● Task requirements:
1. List every name that appears as the signature under a letter in the readers' letters below.
2. Answer from the readers' letters below:
(a) How much money was raised during Campaign UW?
(b) About how many undergraduates does the Husky Promise cover each year?
(c) What kind of tree does the last letter say the picture shows?

In the September issue, I came across UW President Mark A. Emmert's comment on raising $2.68 billion during Campaign UW["An Enormous Vote of Confidence"]. As a current student, I couldn't help but wonder where all of this money goes. Emmert writes that "Because of the support given to initiatives such as Students First, more students will have access not only to a college education, but to the excellence that distinguishes a University of Washington education." This is great news for the students who qualify for such initiatives, but what of students such as myself just trying to get by on federal loans? We received a 7 percent increase in tuition for this upcoming year, thanks to the UW Board of Regents. So I pose this question—how much debt should my classmates and I be saddled with once we graduate? How much is OK, Mr. Emmert?
Shane Peterson, Graduate Student in Rehabilitation Medicine
Mark A. Emmert Replies:
Though tuition at the UW is comparatively low—about 20 percent lower than tuition at our peer universities—we are committed to reducing the fi nancial burden on students and families. The UW gives out almost $180 million in financial aid annually. We also launched the Husky Promise, which covers tuition for about 5,600 undergraduates each year. Of the $2.68 billion raised during Campaign UW, 99 percent is designated for specific purposes by the donors, such as an engineering scholarship or a history professorship. But the campaign did help keep costs affordable for students. One of its primary goals was increasing scholarship support. To that end, our supporters created 684 new scholarship and fellowship endowments, 228 of them through Students First. These awards are funded in perpetuity, ensuring that UW students will benefit from this support for years to come.
Read President Emmert's full response.
Kids Like Me
I felt deeply nostalgic, touched and inspired by "Kids Like Us," Eric McHenry's profile of Beverly Cleary [Sept. 2008]. I recall reading every Cleary book I could get my hands on as a kid in Lakewood. The books brought me comfort then, and I can't wait to read them to my daughter—to introduce her to the characters I considered to be my friends. But as an added bonus, the story brought me great inspiration. Since I was a kid reading about Ramona I've thought that one day I'd like to write stories and create characters who would live and breathe in imperfect lives the way Cleary's did; while I'm now happily employed as a writer and associate editor for a publication, I can't help but feel motivated back in the direction my heart first went over 30 years ago.
Jessica Corey-Butler, ’06
Thank you for the article about Chris Curtis and her work with the Neighborhood Farmers Markets ["Market Share," Sept. 2008]. I've often thought I'd like to know more about Chris as I've watched her interacting with shoppers and vendors at the University District Market. I feel grateful to her for these market mornings. They remind me of childhood trips with my mother to select live chickens and fresh produce, hearing foreign languages, bargaining among the stalls, and then going home on the streetcar, careful not to hold the bag too tightly and kill the chicken. Curtis' gift is not just the memories, or the neighborhood commons, but allowing me to support the people who produce our foods and, in the process, be enriched at many levels.
Helen Palisin, '68, '77
Barking Up the Wrong Tree
You state that there is a "big maple tree" on the corner of 19th Avenue Northeast and Northeast 47th Street ["Traditions: The Shoe Tree," Sept. 2008]. But the picture I am looking at is clearly a picture of a sycamore. The bark is the giveaway.

● Record excerpts:
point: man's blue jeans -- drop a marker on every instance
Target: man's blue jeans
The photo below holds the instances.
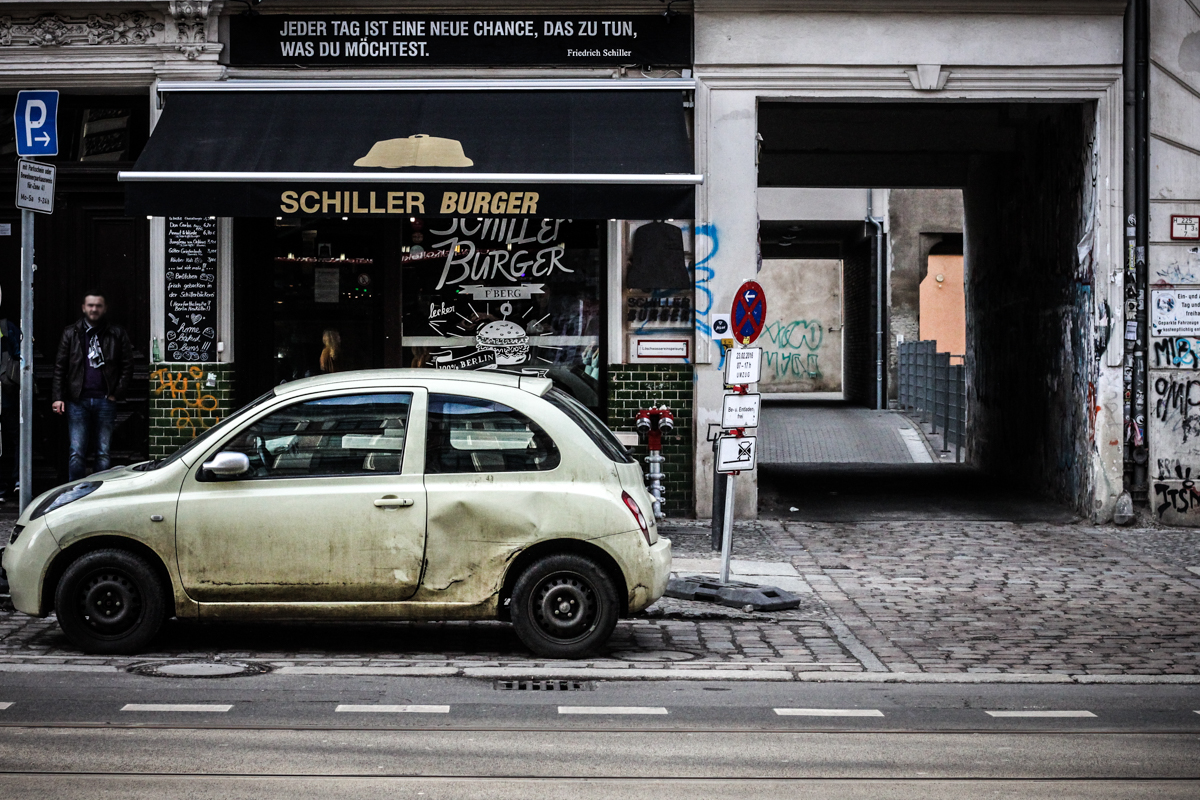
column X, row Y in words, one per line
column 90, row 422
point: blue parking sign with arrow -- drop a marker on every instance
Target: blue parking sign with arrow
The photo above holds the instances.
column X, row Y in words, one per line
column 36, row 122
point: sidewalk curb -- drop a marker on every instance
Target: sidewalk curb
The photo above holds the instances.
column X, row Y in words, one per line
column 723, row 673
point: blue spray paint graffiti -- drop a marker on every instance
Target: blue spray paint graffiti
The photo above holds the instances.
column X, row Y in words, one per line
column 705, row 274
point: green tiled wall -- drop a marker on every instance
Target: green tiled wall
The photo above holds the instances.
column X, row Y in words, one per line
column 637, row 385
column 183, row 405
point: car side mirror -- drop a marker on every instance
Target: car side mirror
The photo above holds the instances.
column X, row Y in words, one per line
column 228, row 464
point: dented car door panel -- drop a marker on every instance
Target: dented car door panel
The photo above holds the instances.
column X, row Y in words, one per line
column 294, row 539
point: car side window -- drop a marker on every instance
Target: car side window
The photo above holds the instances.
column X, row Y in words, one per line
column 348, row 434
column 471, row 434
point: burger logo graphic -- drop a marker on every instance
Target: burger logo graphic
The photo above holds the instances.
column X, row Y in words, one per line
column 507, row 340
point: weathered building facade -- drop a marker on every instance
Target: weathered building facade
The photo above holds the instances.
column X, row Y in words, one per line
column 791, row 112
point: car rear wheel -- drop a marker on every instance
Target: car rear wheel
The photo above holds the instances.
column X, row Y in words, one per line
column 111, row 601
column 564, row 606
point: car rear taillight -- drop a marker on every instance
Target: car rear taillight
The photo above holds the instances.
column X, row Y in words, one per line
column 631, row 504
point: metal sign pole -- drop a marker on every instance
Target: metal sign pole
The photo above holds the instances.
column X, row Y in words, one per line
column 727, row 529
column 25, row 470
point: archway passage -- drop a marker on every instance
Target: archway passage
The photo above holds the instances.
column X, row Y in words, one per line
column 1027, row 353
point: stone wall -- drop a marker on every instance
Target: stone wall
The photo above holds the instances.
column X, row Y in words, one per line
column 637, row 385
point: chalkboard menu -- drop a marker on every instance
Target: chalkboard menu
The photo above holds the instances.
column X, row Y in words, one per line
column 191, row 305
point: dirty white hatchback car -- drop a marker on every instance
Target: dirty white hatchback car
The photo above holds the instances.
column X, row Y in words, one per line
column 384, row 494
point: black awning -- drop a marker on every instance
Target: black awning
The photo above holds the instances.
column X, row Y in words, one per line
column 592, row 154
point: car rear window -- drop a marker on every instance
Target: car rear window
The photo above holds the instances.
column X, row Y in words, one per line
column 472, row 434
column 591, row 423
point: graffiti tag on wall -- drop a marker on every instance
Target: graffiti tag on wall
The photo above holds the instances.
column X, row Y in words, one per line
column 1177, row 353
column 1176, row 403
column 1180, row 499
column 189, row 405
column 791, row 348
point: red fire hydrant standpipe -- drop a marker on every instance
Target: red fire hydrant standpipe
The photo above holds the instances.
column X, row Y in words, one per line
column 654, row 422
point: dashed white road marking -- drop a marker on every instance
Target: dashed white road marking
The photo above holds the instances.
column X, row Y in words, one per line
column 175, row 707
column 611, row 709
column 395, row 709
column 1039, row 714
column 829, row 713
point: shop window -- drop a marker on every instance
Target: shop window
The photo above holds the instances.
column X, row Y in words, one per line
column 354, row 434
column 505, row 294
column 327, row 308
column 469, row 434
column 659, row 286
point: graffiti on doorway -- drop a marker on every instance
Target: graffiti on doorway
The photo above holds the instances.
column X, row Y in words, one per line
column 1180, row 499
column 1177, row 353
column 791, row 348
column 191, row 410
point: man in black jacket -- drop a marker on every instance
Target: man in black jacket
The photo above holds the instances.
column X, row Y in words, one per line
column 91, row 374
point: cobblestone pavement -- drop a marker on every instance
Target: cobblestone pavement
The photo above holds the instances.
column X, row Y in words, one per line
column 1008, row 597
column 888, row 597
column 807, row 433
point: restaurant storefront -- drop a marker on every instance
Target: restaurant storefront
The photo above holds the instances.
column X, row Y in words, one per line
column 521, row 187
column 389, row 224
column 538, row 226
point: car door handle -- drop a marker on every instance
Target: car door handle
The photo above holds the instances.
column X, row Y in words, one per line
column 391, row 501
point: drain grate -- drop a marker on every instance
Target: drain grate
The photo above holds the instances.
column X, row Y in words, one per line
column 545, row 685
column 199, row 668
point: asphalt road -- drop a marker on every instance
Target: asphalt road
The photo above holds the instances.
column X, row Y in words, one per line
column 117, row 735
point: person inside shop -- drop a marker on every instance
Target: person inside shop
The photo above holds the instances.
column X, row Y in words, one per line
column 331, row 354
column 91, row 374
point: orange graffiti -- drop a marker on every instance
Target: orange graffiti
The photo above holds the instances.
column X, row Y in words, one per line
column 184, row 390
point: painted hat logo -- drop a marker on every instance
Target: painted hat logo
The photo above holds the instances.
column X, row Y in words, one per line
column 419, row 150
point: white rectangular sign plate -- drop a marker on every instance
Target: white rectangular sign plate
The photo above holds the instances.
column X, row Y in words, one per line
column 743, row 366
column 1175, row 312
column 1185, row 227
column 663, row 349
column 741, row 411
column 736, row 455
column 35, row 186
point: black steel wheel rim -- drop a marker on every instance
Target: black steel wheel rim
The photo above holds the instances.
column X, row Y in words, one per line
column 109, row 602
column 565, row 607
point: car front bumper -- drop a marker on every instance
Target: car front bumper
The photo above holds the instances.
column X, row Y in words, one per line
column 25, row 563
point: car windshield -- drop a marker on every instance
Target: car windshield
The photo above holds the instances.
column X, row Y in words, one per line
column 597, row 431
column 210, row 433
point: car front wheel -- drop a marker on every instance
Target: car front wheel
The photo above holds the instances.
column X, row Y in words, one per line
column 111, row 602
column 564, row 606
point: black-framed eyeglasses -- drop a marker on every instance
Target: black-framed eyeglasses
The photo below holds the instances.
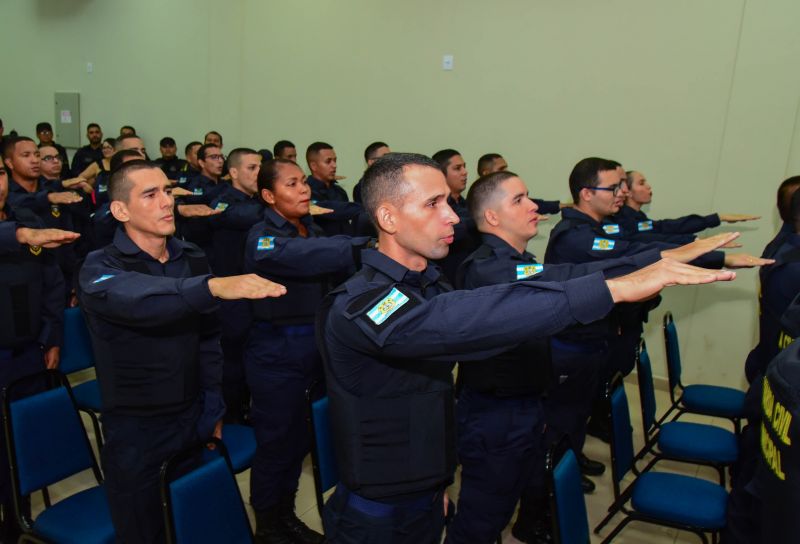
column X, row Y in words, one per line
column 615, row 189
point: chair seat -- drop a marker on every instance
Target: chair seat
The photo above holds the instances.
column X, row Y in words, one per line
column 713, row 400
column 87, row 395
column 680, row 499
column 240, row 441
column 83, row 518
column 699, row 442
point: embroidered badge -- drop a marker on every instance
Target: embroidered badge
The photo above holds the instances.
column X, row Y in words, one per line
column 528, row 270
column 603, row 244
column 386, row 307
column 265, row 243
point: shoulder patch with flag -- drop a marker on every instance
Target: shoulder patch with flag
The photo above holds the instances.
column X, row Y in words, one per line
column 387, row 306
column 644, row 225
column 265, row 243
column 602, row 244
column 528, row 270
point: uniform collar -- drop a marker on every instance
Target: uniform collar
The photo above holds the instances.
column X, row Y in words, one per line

● Responses for each task:
1.
Shane Peterson
Jessica Corey-Butler
Helen Palisin

2.
(a) $2.68 billion
(b) About 5,600
(c) A sycamore